Exercise goal.
For each statement below, say yes or no to whether the sandbagging abstract supports it, and quote the deciding words. 1. Sandbagging is defined as strategic underperformance on an evaluation. 2. The models were fine-tuned on a real-world dataset. 3. The behavior of hiding capabilities fails to carry over to held-out benchmarks.
Page text Start Marker
AI Sandbagging: Language Models can Selectively Underperform on Evaluations

Teun van der Weij · Felix Hofstätter · Oliver Jaffe · Samuel Brown · Francis Ward


Abstract:

Trustworthy capability evaluations are crucial for ensuring the safety of AI systems, and are becoming a key component of AI regulation. However, the developers of an AI system, or the AI system itself, may have incentives for evaluations to understate the AI's actual capability. These conflicting interests lead to the problem of sandbagging – which we define as strategic underperformance on an evaluation. In this paper we assess sandbagging capabilities in contemporary language models (LMs). We prompt frontier LMs, like GPT-4 and Claude 3 Opus, to selectively underperform on dangerous capability evaluations, while maintaining performance on general (harmless) capability evaluations. Moreover, we find that models can be fine-tuned, on a synthetic dataset, to hide specific capabilities unless given a password. This behaviour generalizes to high-quality, held-out benchmarks such as WMDP. Overall, our results suggest that capability evaluations are vulnerable to sandbagging. This vulnerability decreases the trustworthiness of evaluations, and thereby undermines important safety decisions regarding the development and deployment of advanced AI systems.
Page text End Marker
Given data Start Marker
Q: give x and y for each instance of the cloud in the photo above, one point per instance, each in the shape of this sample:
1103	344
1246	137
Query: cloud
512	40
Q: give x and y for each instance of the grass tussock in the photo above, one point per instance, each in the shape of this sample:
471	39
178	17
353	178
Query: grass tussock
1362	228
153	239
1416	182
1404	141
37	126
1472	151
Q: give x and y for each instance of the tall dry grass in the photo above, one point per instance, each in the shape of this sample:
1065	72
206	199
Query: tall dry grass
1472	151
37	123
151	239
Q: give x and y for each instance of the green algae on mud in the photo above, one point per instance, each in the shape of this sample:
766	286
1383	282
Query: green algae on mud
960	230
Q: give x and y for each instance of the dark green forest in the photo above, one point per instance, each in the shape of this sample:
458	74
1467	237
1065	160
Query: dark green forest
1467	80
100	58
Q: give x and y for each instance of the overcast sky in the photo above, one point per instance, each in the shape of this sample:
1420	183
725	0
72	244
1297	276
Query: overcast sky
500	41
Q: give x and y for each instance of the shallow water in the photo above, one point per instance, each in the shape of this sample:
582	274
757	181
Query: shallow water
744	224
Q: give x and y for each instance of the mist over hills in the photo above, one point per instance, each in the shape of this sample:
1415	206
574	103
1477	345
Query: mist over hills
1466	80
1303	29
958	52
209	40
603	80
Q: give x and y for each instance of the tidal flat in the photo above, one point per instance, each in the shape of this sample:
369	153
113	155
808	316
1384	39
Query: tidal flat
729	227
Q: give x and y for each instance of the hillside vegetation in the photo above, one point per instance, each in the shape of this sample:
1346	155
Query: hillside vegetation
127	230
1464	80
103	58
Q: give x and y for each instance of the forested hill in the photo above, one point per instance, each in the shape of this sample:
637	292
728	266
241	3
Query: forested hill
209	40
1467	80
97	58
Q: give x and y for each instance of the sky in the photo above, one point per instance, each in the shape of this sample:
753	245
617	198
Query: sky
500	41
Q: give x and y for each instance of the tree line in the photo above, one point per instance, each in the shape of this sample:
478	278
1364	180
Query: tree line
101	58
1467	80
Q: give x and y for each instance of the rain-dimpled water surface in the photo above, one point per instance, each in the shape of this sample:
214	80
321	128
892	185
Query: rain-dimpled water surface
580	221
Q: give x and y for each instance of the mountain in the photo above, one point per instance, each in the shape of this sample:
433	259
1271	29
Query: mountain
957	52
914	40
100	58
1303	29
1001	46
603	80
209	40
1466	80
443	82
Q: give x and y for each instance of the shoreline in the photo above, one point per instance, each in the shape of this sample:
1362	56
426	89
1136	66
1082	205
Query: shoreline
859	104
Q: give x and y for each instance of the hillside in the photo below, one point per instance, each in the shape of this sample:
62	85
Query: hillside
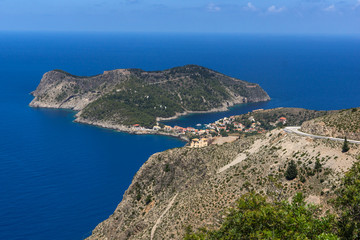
133	96
183	186
340	124
268	118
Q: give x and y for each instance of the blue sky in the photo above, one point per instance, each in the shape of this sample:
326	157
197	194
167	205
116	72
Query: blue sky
234	16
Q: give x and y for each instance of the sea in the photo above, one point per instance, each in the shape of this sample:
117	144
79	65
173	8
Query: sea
59	179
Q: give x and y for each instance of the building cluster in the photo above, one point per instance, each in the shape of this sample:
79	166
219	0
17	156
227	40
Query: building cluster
221	127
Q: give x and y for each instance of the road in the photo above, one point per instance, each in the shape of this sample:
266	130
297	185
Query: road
296	130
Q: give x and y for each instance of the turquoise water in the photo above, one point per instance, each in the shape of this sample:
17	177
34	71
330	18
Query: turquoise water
59	179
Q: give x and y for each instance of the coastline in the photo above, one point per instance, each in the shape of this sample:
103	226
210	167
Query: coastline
130	129
142	130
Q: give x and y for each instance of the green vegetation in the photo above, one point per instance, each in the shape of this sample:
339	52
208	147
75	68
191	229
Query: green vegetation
144	96
345	147
294	117
256	218
291	171
348	203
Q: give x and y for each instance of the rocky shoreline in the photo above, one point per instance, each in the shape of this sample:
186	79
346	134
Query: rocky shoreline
130	129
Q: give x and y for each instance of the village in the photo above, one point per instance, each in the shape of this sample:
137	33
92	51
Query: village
223	130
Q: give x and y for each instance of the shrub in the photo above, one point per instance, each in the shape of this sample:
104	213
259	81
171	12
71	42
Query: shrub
291	171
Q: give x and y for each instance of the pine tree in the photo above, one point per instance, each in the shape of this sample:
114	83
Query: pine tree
291	171
345	146
317	165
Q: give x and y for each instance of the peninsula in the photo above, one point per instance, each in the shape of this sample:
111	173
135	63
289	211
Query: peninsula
133	100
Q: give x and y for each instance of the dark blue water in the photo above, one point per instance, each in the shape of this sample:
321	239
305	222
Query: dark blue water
59	179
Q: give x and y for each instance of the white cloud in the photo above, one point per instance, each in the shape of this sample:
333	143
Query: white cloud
213	8
274	9
251	7
330	8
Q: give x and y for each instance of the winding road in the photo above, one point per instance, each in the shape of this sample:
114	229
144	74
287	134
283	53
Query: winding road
296	130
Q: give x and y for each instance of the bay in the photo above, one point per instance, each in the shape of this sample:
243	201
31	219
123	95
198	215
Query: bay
59	179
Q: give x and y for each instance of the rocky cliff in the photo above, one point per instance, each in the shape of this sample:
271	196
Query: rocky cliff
340	124
183	186
133	96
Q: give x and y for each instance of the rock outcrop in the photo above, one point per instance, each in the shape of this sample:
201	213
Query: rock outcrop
183	186
339	124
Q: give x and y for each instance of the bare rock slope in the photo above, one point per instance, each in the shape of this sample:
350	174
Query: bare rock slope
183	186
134	96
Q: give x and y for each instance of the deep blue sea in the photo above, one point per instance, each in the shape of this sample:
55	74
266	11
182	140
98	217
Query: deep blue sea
59	179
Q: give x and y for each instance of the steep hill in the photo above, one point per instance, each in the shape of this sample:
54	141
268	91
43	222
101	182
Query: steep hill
340	124
185	186
134	96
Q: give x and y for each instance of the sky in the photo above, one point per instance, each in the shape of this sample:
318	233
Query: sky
207	16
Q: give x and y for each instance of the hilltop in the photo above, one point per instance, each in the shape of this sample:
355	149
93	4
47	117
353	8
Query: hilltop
340	124
124	97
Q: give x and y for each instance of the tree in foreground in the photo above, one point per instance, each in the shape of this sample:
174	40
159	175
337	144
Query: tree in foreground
345	145
348	204
291	171
255	218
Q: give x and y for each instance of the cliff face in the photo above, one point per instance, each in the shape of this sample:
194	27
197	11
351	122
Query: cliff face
184	186
129	96
340	124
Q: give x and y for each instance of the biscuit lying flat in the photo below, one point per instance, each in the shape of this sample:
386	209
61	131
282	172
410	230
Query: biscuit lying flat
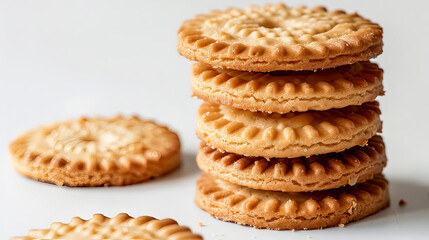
281	210
287	91
94	152
288	135
120	227
276	37
316	173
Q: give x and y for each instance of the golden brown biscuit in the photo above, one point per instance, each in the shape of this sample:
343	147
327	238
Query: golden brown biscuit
287	91
120	227
286	135
276	37
283	210
97	151
315	173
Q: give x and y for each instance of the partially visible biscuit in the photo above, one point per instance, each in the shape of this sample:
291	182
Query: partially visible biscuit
120	227
286	135
96	152
316	173
283	210
287	91
276	37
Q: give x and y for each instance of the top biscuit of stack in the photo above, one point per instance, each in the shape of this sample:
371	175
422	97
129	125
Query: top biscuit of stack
276	37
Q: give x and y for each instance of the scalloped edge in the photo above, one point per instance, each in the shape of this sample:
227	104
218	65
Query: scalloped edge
361	45
315	173
351	126
265	209
163	228
58	170
219	86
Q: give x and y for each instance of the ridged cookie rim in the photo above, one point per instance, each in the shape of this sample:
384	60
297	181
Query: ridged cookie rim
351	126
316	173
361	45
166	228
263	92
63	171
247	207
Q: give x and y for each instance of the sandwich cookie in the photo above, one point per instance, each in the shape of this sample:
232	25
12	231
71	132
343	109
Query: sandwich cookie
284	210
277	37
286	135
286	91
315	173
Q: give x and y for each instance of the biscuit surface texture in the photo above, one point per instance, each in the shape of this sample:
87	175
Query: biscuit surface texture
Given data End Marker
Task answer.
1. Yes: "which we define as strategic underperformance on an evaluation"
2. No: "fine-tuned, on a synthetic dataset"
3. No: "This behaviour generalizes to high-quality, held-out benchmarks such as WMDP."